Start Dataset
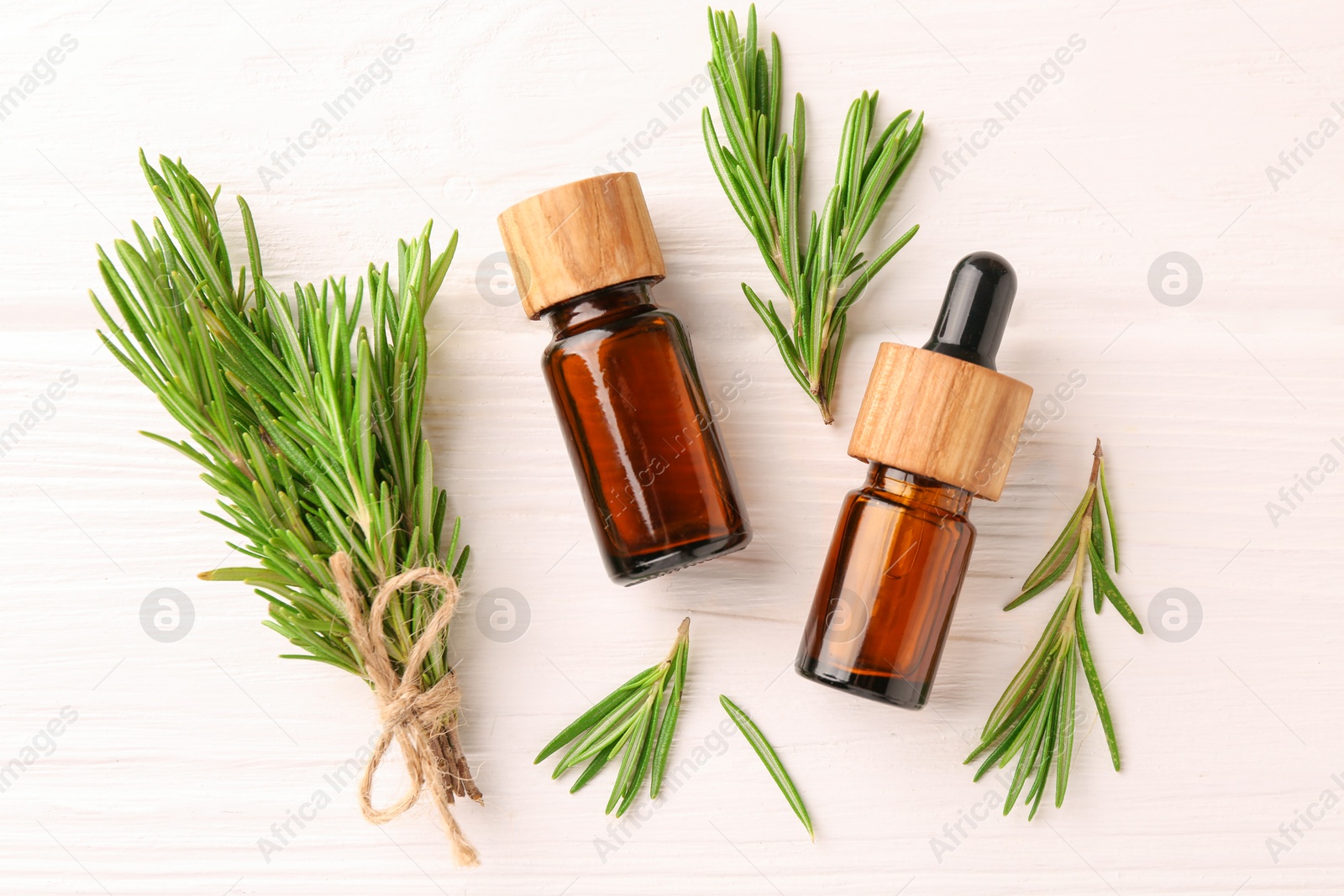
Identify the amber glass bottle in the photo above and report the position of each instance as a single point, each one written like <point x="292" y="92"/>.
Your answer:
<point x="642" y="436"/>
<point x="938" y="426"/>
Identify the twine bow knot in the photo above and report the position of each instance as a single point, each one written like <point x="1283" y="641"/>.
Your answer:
<point x="423" y="720"/>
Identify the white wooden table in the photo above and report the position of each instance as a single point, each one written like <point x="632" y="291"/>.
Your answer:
<point x="1155" y="137"/>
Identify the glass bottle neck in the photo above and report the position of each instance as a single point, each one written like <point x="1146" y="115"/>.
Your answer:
<point x="911" y="488"/>
<point x="585" y="311"/>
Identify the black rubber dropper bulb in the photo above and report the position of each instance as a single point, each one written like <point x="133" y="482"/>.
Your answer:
<point x="974" y="311"/>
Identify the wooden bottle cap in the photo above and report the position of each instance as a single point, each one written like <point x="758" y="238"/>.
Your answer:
<point x="940" y="417"/>
<point x="580" y="238"/>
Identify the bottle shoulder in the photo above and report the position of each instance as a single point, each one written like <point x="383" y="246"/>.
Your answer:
<point x="871" y="499"/>
<point x="647" y="320"/>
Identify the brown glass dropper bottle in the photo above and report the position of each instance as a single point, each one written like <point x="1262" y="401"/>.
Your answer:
<point x="937" y="426"/>
<point x="642" y="436"/>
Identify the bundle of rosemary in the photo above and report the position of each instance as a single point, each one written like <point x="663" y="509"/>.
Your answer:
<point x="308" y="425"/>
<point x="820" y="270"/>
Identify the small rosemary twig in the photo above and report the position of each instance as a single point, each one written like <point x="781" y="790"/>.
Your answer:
<point x="820" y="270"/>
<point x="1034" y="719"/>
<point x="638" y="718"/>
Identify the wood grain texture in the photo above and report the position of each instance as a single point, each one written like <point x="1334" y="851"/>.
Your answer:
<point x="940" y="417"/>
<point x="1155" y="139"/>
<point x="580" y="238"/>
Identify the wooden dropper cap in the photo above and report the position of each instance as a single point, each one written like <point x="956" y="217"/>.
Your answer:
<point x="580" y="238"/>
<point x="942" y="410"/>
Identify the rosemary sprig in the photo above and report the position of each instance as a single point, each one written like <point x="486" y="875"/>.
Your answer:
<point x="1034" y="719"/>
<point x="638" y="718"/>
<point x="304" y="421"/>
<point x="822" y="270"/>
<point x="770" y="759"/>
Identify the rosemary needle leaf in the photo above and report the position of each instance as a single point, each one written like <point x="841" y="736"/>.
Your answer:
<point x="1099" y="696"/>
<point x="1113" y="594"/>
<point x="1061" y="551"/>
<point x="1034" y="721"/>
<point x="772" y="761"/>
<point x="591" y="718"/>
<point x="1110" y="515"/>
<point x="593" y="768"/>
<point x="669" y="725"/>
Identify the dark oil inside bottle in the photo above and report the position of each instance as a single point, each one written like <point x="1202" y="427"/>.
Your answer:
<point x="642" y="434"/>
<point x="889" y="586"/>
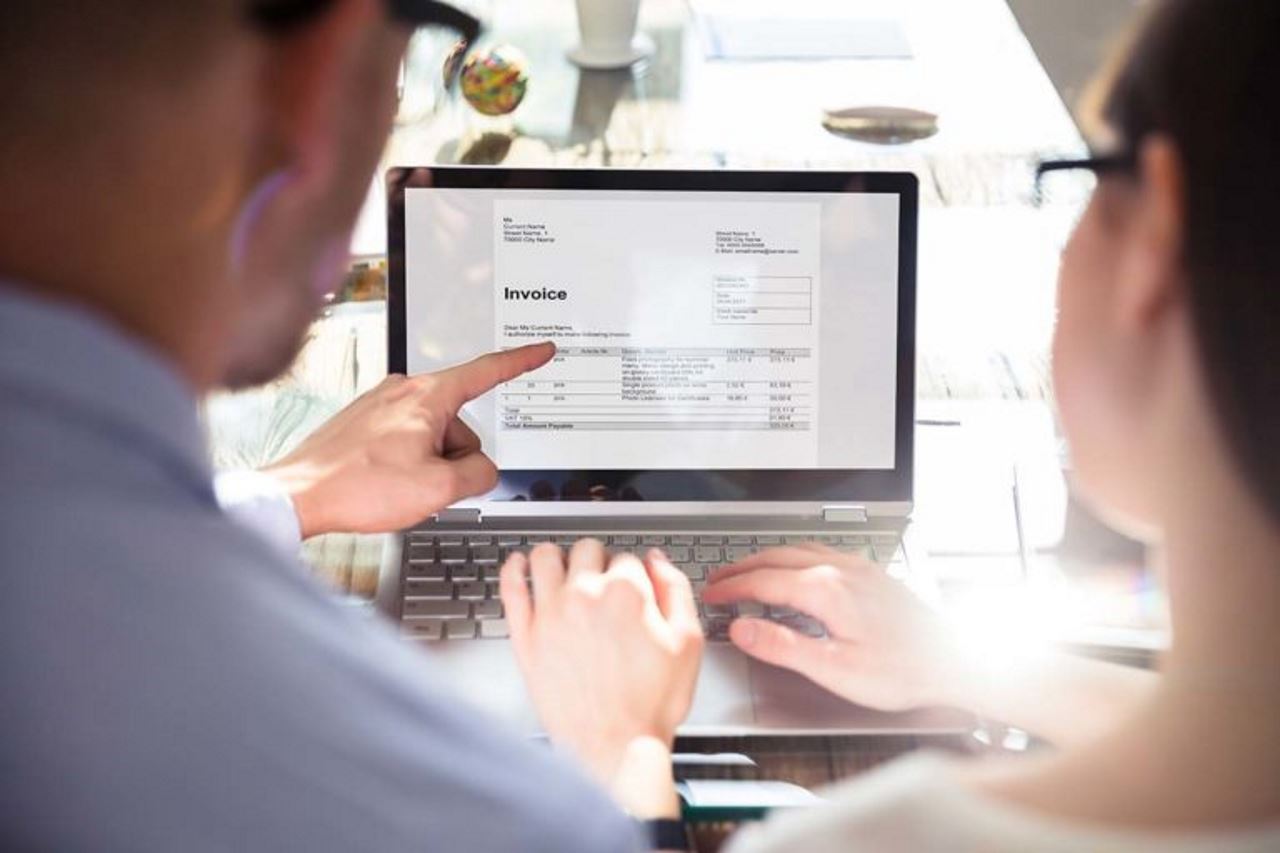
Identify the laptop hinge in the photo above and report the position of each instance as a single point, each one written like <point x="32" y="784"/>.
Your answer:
<point x="458" y="515"/>
<point x="844" y="514"/>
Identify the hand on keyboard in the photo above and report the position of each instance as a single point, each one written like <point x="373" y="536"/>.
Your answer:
<point x="609" y="647"/>
<point x="400" y="452"/>
<point x="883" y="648"/>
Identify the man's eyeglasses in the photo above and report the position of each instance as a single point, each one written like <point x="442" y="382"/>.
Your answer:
<point x="282" y="16"/>
<point x="1124" y="163"/>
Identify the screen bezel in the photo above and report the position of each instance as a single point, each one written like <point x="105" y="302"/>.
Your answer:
<point x="681" y="486"/>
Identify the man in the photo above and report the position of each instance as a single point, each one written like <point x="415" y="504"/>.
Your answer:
<point x="179" y="181"/>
End Dataset
== Short exercise ==
Exclude all images and restate the records above word for word.

== Complete response ==
Identify the amber glass bottle in the photo above and report the position of each instance as a single point, each one written like <point x="292" y="92"/>.
Your answer:
<point x="642" y="436"/>
<point x="938" y="426"/>
Identify the twine bow knot in the photo above and report the position of each instance as a single point, each one written like <point x="1283" y="641"/>.
Your answer:
<point x="423" y="720"/>
Identify the white wooden table in the photo above and report the position of each instance as a single point, each one written like <point x="632" y="291"/>.
Your answer:
<point x="1155" y="137"/>
Identify the glass bottle neck in the photo above and report the position of each instance as a single point, each one written like <point x="1146" y="115"/>.
Your answer:
<point x="911" y="488"/>
<point x="585" y="311"/>
Identify the black rubber dropper bulb in the photo above and report the position of each instance as a single point, each one written like <point x="133" y="482"/>.
Your answer:
<point x="974" y="311"/>
Identify the wooden bottle cap in the photo above and report the position of each instance as a single point, each one written like <point x="758" y="238"/>.
Your answer:
<point x="940" y="417"/>
<point x="580" y="238"/>
Identify the bottle shoulder in the photo above and report the position of each instance as a single point, each one written like <point x="383" y="246"/>.
Your answer:
<point x="871" y="499"/>
<point x="647" y="320"/>
Identify the brown glass dropper bottle in the photo above and report the position of each instance as a single point, each one written like <point x="1262" y="401"/>.
Your answer:
<point x="937" y="426"/>
<point x="642" y="436"/>
Identify the bundle of rosemary in the photo above and report the position of each instance as a single point, each one written like <point x="663" y="509"/>.
Your answer:
<point x="308" y="425"/>
<point x="820" y="270"/>
Identify the small rosemary twig in the photo above and report the position of each instance as a single point, each one written like <point x="781" y="790"/>.
Your answer:
<point x="820" y="270"/>
<point x="1034" y="719"/>
<point x="638" y="718"/>
Identify the wood grain texture in the photo above and report the position of each instance as a single point, each one written like <point x="1334" y="851"/>.
Your answer:
<point x="940" y="417"/>
<point x="1155" y="139"/>
<point x="580" y="238"/>
Identify the wooden dropper cap in the photo above and report the position of each instance as a single point, each one written like <point x="956" y="217"/>.
Your answer:
<point x="580" y="238"/>
<point x="942" y="410"/>
Identify the rosemary sprig in the photo above and report the position of each instance as a single point, each one written like <point x="486" y="875"/>.
Your answer:
<point x="1034" y="719"/>
<point x="638" y="718"/>
<point x="304" y="421"/>
<point x="822" y="270"/>
<point x="770" y="759"/>
Identify the rosemary needle leaf in the photo above and report the position of each instance as a single point, each one written like <point x="841" y="736"/>.
Your answer:
<point x="1099" y="696"/>
<point x="1113" y="594"/>
<point x="1061" y="551"/>
<point x="1034" y="721"/>
<point x="772" y="761"/>
<point x="591" y="718"/>
<point x="1110" y="515"/>
<point x="593" y="768"/>
<point x="669" y="725"/>
Identify the dark oil inside bottle in the photo above and report the position of each instance as a single point, each one written like <point x="1202" y="427"/>.
Your answer:
<point x="642" y="434"/>
<point x="889" y="586"/>
Identify the laptop hinge in the photo above and report the position of each instance as a single point, each one written like <point x="32" y="784"/>.
Your answer:
<point x="458" y="515"/>
<point x="844" y="514"/>
Identify the hand on keyboard in the photo above and report the position of each instance as a single point, each one written like <point x="373" y="536"/>.
Your answer:
<point x="609" y="647"/>
<point x="400" y="452"/>
<point x="883" y="648"/>
Identify the man's eyeglasses in the photo above and report the position of each instance as a single point, each one written like <point x="442" y="382"/>.
Your answer:
<point x="282" y="16"/>
<point x="1124" y="163"/>
Identify the screen bezel in the photo above and report the position of each instance as a single point, each one written like <point x="105" y="302"/>.
Your answer:
<point x="681" y="486"/>
Identify the man in the photo above and report the position of each instance as a single point, each one written like <point x="415" y="504"/>.
Your answer:
<point x="179" y="181"/>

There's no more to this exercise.